◆ Document extract ◆

********************

Recently in my workplace we made some pretty serious gear shifts with regard to storage. Being vendor agnostic as I always strive to be I will say that our go-to fabric vendor changed as well as our go-to disk vendor. Since the change things work, but the more I dig into what’s going on under the hood, the more I feel like I’m living in a house of cards.
The change came as the result of 2 companies merging and coalescing on one hardware platform for all systems. Going in with the blinders on I was absolutely indifferent to the fabric change since I’ve worked with the new vendor’s gear in the past and took a liking to it, and as for the storage vendor they had a clean slate to start with so I had no reservations there either. In erecting our new gear some months ago we worked with staff from the company we merged with so as to build like for like environments to ease the merging environments down the road. One thing that made me quite suspect of either the gear we were installing or the practices of the personnel in the other organization was their suggestion to modify b2b credits on the storage side switch ports. Scratching my head I said that I prefer to leave port settings default and only make adjustments AFTER we’ve seen a symptom arise that suggests a need to deviate from default.

********************

◆ Extracted entries ◆
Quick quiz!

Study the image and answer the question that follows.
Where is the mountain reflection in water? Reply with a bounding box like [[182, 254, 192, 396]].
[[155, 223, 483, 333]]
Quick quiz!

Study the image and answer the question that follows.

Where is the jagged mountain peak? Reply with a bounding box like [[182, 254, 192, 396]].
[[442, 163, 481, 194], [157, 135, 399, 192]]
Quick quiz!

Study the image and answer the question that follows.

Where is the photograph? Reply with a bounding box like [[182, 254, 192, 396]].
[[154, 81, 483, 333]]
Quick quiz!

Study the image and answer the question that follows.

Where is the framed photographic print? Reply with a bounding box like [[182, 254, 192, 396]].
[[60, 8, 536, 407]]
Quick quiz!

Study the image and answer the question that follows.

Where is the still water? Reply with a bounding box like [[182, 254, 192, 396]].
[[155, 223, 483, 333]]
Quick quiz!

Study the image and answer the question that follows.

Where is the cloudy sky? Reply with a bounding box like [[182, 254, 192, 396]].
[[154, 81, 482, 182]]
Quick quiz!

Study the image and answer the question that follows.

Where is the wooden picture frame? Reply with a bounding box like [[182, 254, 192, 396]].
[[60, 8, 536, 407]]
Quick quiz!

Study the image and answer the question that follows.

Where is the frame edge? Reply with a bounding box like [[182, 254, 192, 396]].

********************

◆ Assignment A ◆
In the storage post, what did staff from the merged company suggest modifying on the storage side switch ports?
◆ Assignment B ◆
List every reason the storage post gives for the author having no reservations about the new fabric and storage vendors.
◆ Assignment C ◆
Write the next part of the post about the storage vendor change, picking up after its final sentence.

◆ Written reply A ◆
They suggested modifying the b2b credits.

◆ Written reply B ◆
- The author had worked with the new fabric vendor's gear in the past.
- The author had taken a liking to that gear.
- The storage vendor had a clean slate to start with.

◆ Written reply C ◆
Fast forward about 3 quarters and we have 3 new arrays from ACME Storage, 2 directors and 6 pizza box FC switches from ACME SAN. Everything *works* but now that I’ve had time to breath I’m finding things in our environment I don’t like. Let’s compare counters from the busiest ISL links (primaries for a MetroCluster FCVI), before and after. Note that the before counters were last reset about 18 months prior to the dismantling of the ISL while the counters for the new ISL port are reset daily by a script run by our peers:
Frames Transmitted B2B Credit Zero Errors B2BC0 Percentage Old 2657260246611 2377700058 .089% New 2851542621 1306395534 45.8%
Both of these ISLs were configured with the staff from the switch manufacturer onsite and configured per best practices published by NetApp. As a matter of fact on the new configuration the B2B credit allocation was padded above and beyond the 150% padding that NetApp recommends. This is the ugliest counter to look at. Other ports have seen similar increases in errors, and seemingly for no good reason. Our production EMR has 8 host ports allocated for both the active and standby nodes, and the standby node is truly standby. Even still I’m seeing many b2b credit zero errors every second on those host ports, not the storage ports.
Mostly this is a pointless diatribe about changes I’m seeing. I’m truly concerned that I’m going to get to start micro-managing my FC ports in order to maintain performance and keep error counters low. If I reach that point I will no doubt be writing another post titled “Don’t buy this vendors junk unless you like being in the business of keeping the lights on.” Watch for that one.